- **CHALLENGE**: Present the lines of every entry below as a numbered list, leaving out any blank lines.
** START EXERCISE MATERIAL **
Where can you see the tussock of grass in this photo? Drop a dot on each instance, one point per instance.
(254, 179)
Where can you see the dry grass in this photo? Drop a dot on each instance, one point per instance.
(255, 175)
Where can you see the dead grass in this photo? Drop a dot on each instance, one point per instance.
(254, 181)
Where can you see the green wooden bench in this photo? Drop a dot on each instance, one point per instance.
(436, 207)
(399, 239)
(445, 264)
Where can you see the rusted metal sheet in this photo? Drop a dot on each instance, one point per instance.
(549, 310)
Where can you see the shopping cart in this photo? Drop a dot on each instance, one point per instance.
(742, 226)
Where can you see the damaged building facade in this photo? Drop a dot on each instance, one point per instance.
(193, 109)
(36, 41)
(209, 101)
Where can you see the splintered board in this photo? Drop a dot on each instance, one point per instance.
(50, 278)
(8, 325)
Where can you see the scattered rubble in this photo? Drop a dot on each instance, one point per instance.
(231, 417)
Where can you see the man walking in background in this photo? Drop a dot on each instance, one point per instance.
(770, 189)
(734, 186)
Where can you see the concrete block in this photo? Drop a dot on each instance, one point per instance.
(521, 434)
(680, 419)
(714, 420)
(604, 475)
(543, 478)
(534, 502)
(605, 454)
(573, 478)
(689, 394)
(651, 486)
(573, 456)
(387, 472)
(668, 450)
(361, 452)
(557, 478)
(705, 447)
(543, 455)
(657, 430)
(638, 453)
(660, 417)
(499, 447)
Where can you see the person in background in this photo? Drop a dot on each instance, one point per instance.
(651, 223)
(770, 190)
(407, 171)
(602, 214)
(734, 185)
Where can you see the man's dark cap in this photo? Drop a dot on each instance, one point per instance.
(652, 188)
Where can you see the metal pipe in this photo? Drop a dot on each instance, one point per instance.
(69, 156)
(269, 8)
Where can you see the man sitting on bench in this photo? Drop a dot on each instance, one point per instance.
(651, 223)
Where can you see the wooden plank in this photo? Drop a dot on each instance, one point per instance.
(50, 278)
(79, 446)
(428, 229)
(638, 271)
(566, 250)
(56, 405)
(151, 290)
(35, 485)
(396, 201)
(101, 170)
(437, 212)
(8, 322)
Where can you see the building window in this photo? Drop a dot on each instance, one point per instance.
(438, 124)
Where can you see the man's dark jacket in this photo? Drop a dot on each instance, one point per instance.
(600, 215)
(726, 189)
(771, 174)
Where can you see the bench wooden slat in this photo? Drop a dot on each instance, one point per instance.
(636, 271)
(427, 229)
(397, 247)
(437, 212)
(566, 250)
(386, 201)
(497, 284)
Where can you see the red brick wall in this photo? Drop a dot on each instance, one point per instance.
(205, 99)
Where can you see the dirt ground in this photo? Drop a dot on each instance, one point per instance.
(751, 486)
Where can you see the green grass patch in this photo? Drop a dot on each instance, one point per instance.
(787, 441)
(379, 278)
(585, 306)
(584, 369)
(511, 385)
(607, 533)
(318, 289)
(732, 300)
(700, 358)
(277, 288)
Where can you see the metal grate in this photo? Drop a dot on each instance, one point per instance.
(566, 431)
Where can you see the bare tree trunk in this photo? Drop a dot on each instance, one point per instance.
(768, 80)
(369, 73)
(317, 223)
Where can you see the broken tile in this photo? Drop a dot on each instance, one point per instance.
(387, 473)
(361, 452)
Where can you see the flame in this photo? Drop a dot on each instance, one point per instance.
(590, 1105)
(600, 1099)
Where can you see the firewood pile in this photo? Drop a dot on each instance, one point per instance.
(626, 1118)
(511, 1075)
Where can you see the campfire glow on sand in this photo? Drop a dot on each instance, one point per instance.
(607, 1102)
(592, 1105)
** END EXERCISE MATERIAL **
- **COMPLETED EXERCISE**:
1. Where can you see the tussock of grass in this photo? Drop a dot on each instance, one point per instance.
2. (254, 179)
3. Where can you see the dry grass in this photo? Drop a dot on each instance, one point per instance.
4. (255, 175)
5. Where can you see the dead grass in this photo? Drop a dot on each instance, one point per instance.
6. (254, 181)
7. Where can you see the green wooden bench in this photo? Drop a dot on each instance, one point per instance.
8. (436, 207)
9. (399, 239)
10. (445, 264)
11. Where can you see the rusted metal sheet in this photo? Drop a dot on each instance, one point per instance.
12. (549, 310)
13. Where can you see the shopping cart in this photo? Drop a dot on each instance, one point per instance.
14. (742, 226)
15. Where can you see the damaged building facade in this photo? Drop a dot on each instance, one point per instance.
16. (193, 109)
17. (36, 41)
18. (209, 101)
19. Where can you see the splintered board in this photo? Drop a dot on each instance, one point per instance.
20. (50, 278)
21. (8, 325)
22. Where can you see the scattered rubble in this photo? Drop a dot on each instance, one point per instance.
23. (231, 417)
24. Where can you see the man walking in background in this photo? Drop a dot on each instance, one point per instance.
25. (770, 189)
26. (734, 186)
27. Where can you see the concrete block in this photo? Drop a dot on each instance, one point per instance.
28. (521, 434)
29. (680, 419)
30. (714, 420)
31. (604, 475)
32. (543, 478)
33. (534, 502)
34. (605, 454)
35. (573, 478)
36. (689, 394)
37. (651, 486)
38. (573, 456)
39. (387, 472)
40. (668, 450)
41. (361, 452)
42. (557, 478)
43. (705, 447)
44. (543, 455)
45. (657, 430)
46. (638, 453)
47. (660, 417)
48. (499, 447)
49. Where can you see the person in background in this photo? Drop a dot on each instance, one point per instance.
50. (651, 223)
51. (770, 190)
52. (407, 171)
53. (602, 214)
54. (734, 185)
55. Where can you see the man's dark cap in this photo? Drop a dot on each instance, one point per instance.
56. (652, 188)
57. Where can you see the metal pipe in this photo? Drop a dot on each instance, one point per instance.
58. (69, 156)
59. (269, 8)
60. Where can you see the man sitting on bench in this photo? Drop a dot on each instance, one point per instance.
61. (651, 223)
62. Where can you see the wooden plank in this photo? Drop a dot on each instance, one point per instance.
63. (50, 278)
64. (79, 446)
65. (428, 229)
66. (638, 271)
67. (566, 250)
68. (56, 405)
69. (151, 290)
70. (35, 485)
71. (396, 201)
72. (101, 170)
73. (437, 212)
74. (8, 322)
75. Where can you see the building window in this photo? Drop a dot on each instance, one point per instance.
76. (438, 124)
77. Where can you see the man's dark jacket in this photo? Drop a dot on each instance, one point per instance.
78. (600, 215)
79. (726, 189)
80. (771, 174)
81. Where can you see the bench wooden slat in this photo? Drop a dot on each instance, one point per instance.
82. (636, 271)
83. (427, 229)
84. (397, 247)
85. (437, 212)
86. (566, 250)
87. (386, 201)
88. (497, 284)
89. Where can you see the red brick wall in this photo? Drop a dot on each instance, one point per instance.
90. (205, 99)
91. Where can you see the dirt ground in this photo? Drop a dot on each instance, one point per instance.
92. (751, 486)
93. Where can you see the green grass patch in this photo? Drop a dot on each instance, one point per instance.
94. (787, 441)
95. (379, 278)
96. (585, 306)
97. (584, 369)
98. (511, 385)
99. (607, 533)
100. (318, 289)
101. (732, 300)
102. (700, 358)
103. (277, 288)
104. Where can you see the metal grate in this photo? Drop a dot on each instance, one point per instance.
105. (566, 431)
106. Where can you see the bare tree trunk in this photo? Drop a dot on each instance, one point per instance.
107. (768, 80)
108. (369, 73)
109. (317, 223)
110. Where can you see the broken tile in this photo? Drop a dot on each instance, one point per instance.
111. (387, 473)
112. (361, 452)
113. Where can you see the flame in this photo? Drop a dot on each instance, one point per instance.
114. (590, 1105)
115. (600, 1099)
116. Where can you see the firewood pile in this photo? Drop a dot on each instance, one point per instance.
117. (626, 1118)
118. (511, 1075)
119. Where can you see the campfire glow on sand in this photo? Drop a dot on each instance, one point per instance.
120. (607, 1102)
121. (592, 1105)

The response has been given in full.